#### [BRIEF]
Pick up the forum exchange on expanding f+g(f+h) and keep writing it from its last line.

#### [SELECTED TEXT]
If they are as you show, then in your work you are forgetting the order of operations. For example, f+g(f+h) means that you have f alone, and then you are multiplying g times (f + h), which can be distributed to get f + gf + gh. You are taking it as if it were (f+g)(g+h), which is the product of two factors, (f+g) and (g+h). These are entirely different.
Looking at the written expression in the activity, which was the first question, I was asked to multiply out the brackets and simplify where possible.

This is the expression;

\(\displaystyle {f}+{g}({f}+{h})\)

#### [DATA]
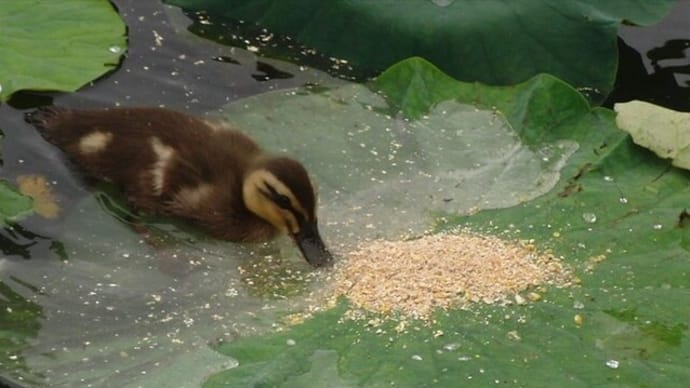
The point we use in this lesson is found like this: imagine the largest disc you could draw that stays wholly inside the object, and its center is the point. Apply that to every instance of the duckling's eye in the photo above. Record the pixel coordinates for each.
(282, 201)
(279, 199)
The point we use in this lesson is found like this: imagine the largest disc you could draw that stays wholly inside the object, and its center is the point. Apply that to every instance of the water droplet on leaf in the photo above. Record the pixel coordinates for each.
(589, 217)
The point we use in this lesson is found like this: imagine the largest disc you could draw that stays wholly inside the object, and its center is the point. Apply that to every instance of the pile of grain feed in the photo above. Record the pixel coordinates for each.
(411, 279)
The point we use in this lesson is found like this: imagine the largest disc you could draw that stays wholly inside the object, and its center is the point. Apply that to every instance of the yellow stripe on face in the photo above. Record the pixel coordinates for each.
(94, 142)
(254, 188)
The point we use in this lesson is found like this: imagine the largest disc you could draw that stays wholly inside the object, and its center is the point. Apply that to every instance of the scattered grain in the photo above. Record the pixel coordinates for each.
(410, 279)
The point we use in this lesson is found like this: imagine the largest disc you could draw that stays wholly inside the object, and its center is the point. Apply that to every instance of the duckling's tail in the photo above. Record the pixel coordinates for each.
(46, 120)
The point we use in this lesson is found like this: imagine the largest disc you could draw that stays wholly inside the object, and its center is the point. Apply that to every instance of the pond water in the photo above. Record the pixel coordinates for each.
(106, 308)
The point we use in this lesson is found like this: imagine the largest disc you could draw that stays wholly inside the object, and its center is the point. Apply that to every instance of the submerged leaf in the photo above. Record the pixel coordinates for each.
(662, 130)
(618, 232)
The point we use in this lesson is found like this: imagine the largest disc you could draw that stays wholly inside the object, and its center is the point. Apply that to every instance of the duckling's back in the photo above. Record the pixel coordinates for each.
(166, 161)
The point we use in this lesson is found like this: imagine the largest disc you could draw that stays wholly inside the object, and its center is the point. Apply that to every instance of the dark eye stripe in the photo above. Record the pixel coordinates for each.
(281, 200)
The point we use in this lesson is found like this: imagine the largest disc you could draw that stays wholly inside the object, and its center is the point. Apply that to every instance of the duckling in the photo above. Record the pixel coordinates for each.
(205, 172)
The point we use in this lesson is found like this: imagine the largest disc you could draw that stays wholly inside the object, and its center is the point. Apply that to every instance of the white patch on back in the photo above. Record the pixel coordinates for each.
(217, 125)
(164, 155)
(94, 142)
(192, 197)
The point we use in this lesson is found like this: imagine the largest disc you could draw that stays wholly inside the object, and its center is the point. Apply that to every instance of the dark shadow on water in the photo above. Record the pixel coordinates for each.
(661, 86)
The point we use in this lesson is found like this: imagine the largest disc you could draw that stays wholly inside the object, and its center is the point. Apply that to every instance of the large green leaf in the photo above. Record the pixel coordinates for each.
(57, 45)
(496, 42)
(616, 217)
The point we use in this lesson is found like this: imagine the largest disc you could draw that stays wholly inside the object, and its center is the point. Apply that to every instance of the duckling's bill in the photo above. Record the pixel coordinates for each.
(311, 245)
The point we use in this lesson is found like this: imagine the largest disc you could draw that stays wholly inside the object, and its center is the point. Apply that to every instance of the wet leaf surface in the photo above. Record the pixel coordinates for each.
(632, 259)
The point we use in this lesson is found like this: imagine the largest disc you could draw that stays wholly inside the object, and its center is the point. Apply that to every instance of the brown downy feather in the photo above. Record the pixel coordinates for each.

#### [FINAL ANSWER]
I can see now my misunderstanding. The \(\displaystyle {f}\)is a term on its own and although I knew this the \(\displaystyle +\) belongs to the \(\displaystyle {g}\)Looking at the activity I read it as \(\displaystyle {f}\) to be multiplied by \(\displaystyle ({f}+{h})\). The example shown to me before the activity did not have exactly the same type of expression, but showed an expression with two terms, e.g. \(\displaystyle {x}({y}+{1})+{2y}({y}+{3})\) when this is multiplied out the solution will show;

\(\displaystyle {xy}+{x}+{2y^2}+{6y}\)

In my expression above \(\displaystyle {f}+{g}\) I can see now that \(\displaystyle {f}\) is not a term in \(\displaystyle {g}({f}+{h})\)

\(\displaystyle {f}\)is a term on its own and I did not recognise that!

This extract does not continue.